■ **LISTING**

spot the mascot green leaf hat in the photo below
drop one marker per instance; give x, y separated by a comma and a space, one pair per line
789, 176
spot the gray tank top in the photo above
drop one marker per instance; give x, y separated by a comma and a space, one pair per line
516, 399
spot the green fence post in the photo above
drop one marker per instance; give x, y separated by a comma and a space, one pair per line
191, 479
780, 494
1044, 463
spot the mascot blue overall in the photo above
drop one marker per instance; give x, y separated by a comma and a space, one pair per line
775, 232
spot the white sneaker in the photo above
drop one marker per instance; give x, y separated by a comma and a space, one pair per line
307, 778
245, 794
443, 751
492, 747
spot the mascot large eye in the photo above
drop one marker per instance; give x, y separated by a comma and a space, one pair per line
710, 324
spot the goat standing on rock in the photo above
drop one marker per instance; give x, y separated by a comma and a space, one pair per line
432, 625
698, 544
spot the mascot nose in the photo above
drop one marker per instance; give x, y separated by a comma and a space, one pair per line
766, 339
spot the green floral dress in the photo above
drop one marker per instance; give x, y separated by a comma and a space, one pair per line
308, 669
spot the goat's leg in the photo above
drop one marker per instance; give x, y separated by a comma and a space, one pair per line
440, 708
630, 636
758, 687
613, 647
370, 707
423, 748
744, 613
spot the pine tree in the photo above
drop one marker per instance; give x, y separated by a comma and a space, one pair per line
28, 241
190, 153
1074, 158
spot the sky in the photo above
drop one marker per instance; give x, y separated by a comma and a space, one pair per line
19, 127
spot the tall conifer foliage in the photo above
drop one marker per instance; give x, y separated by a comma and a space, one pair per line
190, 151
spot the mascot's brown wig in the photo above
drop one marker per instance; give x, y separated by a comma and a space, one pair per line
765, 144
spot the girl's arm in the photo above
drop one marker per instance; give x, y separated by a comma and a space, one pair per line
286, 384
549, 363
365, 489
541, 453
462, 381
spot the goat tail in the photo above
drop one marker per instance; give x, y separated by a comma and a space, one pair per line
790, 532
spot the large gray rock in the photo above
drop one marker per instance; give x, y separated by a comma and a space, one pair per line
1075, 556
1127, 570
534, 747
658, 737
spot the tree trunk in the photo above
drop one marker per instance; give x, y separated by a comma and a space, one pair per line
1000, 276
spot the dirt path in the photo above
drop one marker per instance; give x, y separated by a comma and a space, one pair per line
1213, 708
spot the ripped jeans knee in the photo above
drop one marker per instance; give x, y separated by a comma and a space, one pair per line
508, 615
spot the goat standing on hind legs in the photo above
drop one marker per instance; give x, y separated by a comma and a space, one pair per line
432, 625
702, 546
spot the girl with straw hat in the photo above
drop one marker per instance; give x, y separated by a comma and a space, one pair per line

■ **INSTRUCTION**
Could you quote, exactly as they appear, the line containing "spot the mascot's" and every line after it to the end of the records above?

■ **SOLUTION TO THIS PROBLEM**
spot the mascot's brown wig in the photo above
drop one marker per instance; give x, y separated by a comma and a space, one pair per line
765, 144
spot the girl's arm in the photo above
drop one marker per instance; give x, y separated by a comma and a space, one pair per line
286, 384
549, 363
365, 489
541, 453
462, 381
spot the goat tail in the photo above
drop one marker per instance; give x, y separated by a comma and a space, one pair per line
790, 532
spot the large gray rock in the photo above
drop one marker per instance; give x, y separated by a comma and a space, one pair per line
1075, 556
1127, 570
534, 747
658, 737
spot the tree trunk in the photo above
drop one marker per instance; give x, y separated by a comma and a space, one pair per line
1000, 276
spot the dirt path in the photo above
drop one marker per instance; give x, y separated by a comma and a space, one pair per line
1213, 708
spot the ripped jeans knee in the photo above
drop one marker per instance; give x, y separated by a comma and a space, one pair per line
508, 615
spot the goat standing on hind legs in the photo above
drop one marker per instance; give x, y separated by a comma and a space, one pair per line
432, 625
702, 546
spot the girl with straw hat in the photo above
drop one marker per instance; give x, y separated by a comma and a space, one pair per line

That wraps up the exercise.